Repeat each entry as written, dropping any picture you find.

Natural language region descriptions
--------------------------------

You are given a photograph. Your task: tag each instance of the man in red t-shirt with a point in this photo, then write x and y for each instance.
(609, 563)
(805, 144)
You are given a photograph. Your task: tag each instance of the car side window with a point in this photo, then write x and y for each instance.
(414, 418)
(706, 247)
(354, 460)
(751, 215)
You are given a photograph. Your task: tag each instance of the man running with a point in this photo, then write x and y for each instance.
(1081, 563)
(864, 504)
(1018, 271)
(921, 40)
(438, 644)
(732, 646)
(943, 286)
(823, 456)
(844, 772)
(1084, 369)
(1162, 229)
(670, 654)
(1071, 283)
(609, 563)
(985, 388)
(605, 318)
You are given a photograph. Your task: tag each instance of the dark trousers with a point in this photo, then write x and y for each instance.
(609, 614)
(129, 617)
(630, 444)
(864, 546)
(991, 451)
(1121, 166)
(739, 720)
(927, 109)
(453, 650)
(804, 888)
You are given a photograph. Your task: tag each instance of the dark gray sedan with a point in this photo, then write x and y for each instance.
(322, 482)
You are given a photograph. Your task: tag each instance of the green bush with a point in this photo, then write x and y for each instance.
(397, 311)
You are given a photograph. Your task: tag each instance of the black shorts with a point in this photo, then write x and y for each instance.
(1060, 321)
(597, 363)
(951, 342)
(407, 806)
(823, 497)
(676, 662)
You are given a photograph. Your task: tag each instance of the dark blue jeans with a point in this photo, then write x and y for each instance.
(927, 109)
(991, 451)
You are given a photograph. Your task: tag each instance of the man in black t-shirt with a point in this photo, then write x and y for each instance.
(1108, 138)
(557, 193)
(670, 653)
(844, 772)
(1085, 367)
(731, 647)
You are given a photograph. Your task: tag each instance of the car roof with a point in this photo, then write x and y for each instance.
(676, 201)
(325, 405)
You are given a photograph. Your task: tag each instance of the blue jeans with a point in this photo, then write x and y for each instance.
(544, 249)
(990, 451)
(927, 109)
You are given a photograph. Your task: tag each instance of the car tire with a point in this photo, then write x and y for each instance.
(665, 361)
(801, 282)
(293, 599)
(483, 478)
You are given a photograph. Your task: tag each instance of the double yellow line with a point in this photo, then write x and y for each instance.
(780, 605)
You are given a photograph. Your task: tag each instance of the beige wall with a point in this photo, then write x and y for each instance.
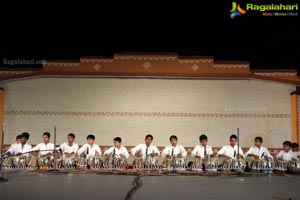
(220, 106)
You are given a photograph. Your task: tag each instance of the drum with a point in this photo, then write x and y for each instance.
(175, 162)
(197, 163)
(138, 163)
(150, 162)
(115, 162)
(95, 162)
(47, 161)
(294, 166)
(68, 162)
(281, 165)
(8, 162)
(20, 161)
(211, 164)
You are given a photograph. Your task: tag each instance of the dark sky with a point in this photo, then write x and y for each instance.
(57, 31)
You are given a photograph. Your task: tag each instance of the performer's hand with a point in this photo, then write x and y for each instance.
(122, 155)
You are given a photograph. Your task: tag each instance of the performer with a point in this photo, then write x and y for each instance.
(258, 151)
(145, 153)
(203, 149)
(45, 151)
(69, 150)
(228, 154)
(174, 154)
(90, 153)
(116, 155)
(13, 150)
(286, 154)
(257, 156)
(296, 153)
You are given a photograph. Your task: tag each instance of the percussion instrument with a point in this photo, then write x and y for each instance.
(20, 161)
(95, 162)
(115, 162)
(294, 166)
(46, 161)
(8, 162)
(281, 165)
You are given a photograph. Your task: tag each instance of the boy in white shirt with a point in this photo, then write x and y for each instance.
(68, 151)
(286, 154)
(258, 151)
(90, 151)
(174, 151)
(117, 154)
(12, 151)
(203, 149)
(228, 154)
(296, 153)
(69, 148)
(45, 151)
(143, 151)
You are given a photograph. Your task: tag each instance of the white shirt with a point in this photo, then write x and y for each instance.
(286, 156)
(42, 147)
(142, 148)
(258, 152)
(65, 148)
(168, 150)
(121, 150)
(90, 150)
(199, 151)
(228, 150)
(296, 155)
(17, 148)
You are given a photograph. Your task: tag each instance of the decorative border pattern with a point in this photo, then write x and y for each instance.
(148, 114)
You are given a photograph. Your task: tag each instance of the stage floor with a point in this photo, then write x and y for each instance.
(50, 186)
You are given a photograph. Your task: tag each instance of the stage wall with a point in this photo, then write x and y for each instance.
(131, 108)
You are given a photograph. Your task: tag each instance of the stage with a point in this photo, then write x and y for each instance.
(148, 186)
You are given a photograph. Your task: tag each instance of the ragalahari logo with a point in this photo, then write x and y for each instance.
(236, 10)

--------------------------------

- [REPLY TO THE EXERCISE]
You are given a photograph. Your task: tag each instance of the man in red t-shirt with a point in this photo, then write x and y for each instance.
(609, 563)
(805, 144)
You are given a photograph. Your task: tag each instance of the car side window with a point in this photo, then write x and y for each instance.
(414, 418)
(706, 247)
(354, 460)
(751, 215)
You are given a photograph. Your task: tag each instance of the man running with a point in this photo, then write x and y for each instance.
(1081, 563)
(864, 504)
(1018, 271)
(921, 40)
(438, 644)
(732, 646)
(943, 286)
(823, 456)
(844, 772)
(1084, 369)
(1162, 229)
(670, 654)
(1071, 283)
(609, 563)
(985, 388)
(605, 318)
You are given a photograph. Your task: tag each instance of the dark trousers with a point in this photo, then write x and y for each instance.
(609, 614)
(129, 617)
(630, 444)
(864, 546)
(991, 451)
(1121, 166)
(739, 720)
(927, 109)
(453, 650)
(804, 888)
You are given a photograph. Your task: tag each instance of the dark gray sedan with a point in this photo, then write x and y for each instance.
(322, 482)
You are given a photograph. Your task: tag each instance of the green bush with a point in this photo, then write x and y for each instance.
(397, 311)
You are given a photograph. Your task: tag each instance of the black shorts with a point in this photo, then write x and y for each instance.
(1060, 321)
(597, 363)
(951, 342)
(407, 806)
(823, 497)
(676, 662)
You are given a photograph. Your task: tag each instance of the dark blue jeans with a point in this photo, then write x and y for each instance.
(927, 109)
(991, 451)
You are given a photograph. Your task: tag each instance of the man in black t-shirt with a point in this photo, then write x and y for each instance.
(1108, 138)
(557, 193)
(670, 653)
(844, 772)
(1085, 367)
(731, 647)
You are given a photograph. Your task: tag each instance of the car roof with a point in this photo, then write x and y for each instance.
(676, 201)
(325, 405)
You are given a photograph. Your task: tag each instance of the blue jeans with a point in this photo, then write x and y for each instance.
(544, 249)
(990, 451)
(927, 109)
You are given a photograph. Your task: tag each instance of the car tire with a point in this photo, then write x and y for each instance.
(665, 361)
(801, 282)
(293, 599)
(483, 478)
You are given a photograph. Your task: tag each instance of the double yellow line with a point in this photo, then write x and y for each instance.
(780, 605)
You are given a photograph. Your task: tag each instance of the beige wall with a point in this photo, then write x and y for each instance.
(220, 106)
You are given a photograph. Your task: tag each instance of the drum with a point in this photo, then write x and y for each instance.
(175, 162)
(197, 163)
(138, 163)
(150, 162)
(115, 162)
(95, 162)
(47, 161)
(294, 166)
(68, 162)
(281, 165)
(8, 162)
(20, 161)
(211, 164)
You are given a photograph. Your task: tag each instance of the dark sky with a point in this photo, then write x and y for each instance.
(57, 31)
You are given a photograph. Your task: tag each instance of the performer's hand with a point in this photo, then write x and y for each instance.
(122, 155)
You are given a photograph. Your task: tag each instance of the performer with a point in this photo, then write x and y for each instance.
(258, 151)
(145, 153)
(203, 149)
(45, 151)
(69, 150)
(228, 154)
(174, 154)
(90, 153)
(116, 155)
(13, 150)
(286, 154)
(257, 156)
(296, 153)
You are given a photograph. Your task: tag each instance of the percussion instrument with a point in this photo, then write x and y for each instance.
(20, 161)
(95, 162)
(115, 162)
(294, 166)
(46, 161)
(8, 162)
(281, 165)
You are given a photograph. Your task: tag each instance of the boy in white shirt with a point in this photo, then write x and y for each instance.
(68, 151)
(286, 154)
(258, 151)
(90, 151)
(174, 151)
(117, 154)
(12, 151)
(203, 149)
(228, 154)
(296, 153)
(69, 148)
(45, 151)
(143, 151)
You are given a photograph. Your task: tag each instance of the white shirt with a point in this photo, then write x and y for each instance.
(286, 156)
(42, 147)
(142, 148)
(258, 152)
(65, 148)
(168, 150)
(121, 150)
(90, 150)
(199, 151)
(228, 150)
(296, 155)
(17, 148)
You are given a photograph. Your task: tag each instance of the decorative border pattern with a point in this photo, then write x and y for each instance.
(148, 114)
You are given a photograph. Your task: tag each instance of the stage floor with a point in this photo, then write x and y for each instance.
(50, 186)
You are given a photograph. Your task: tag each instance of the stage wall with a point in this photo, then write x and y for each instance.
(131, 108)
You are given a photograph. Your task: tag each instance of the stage with a point in this photo, then write x and y for each instance.
(148, 186)
You are given a photograph. Your task: tag each instance of the ragalahari logo with a point in this photo, then write x and y for each instance.
(236, 10)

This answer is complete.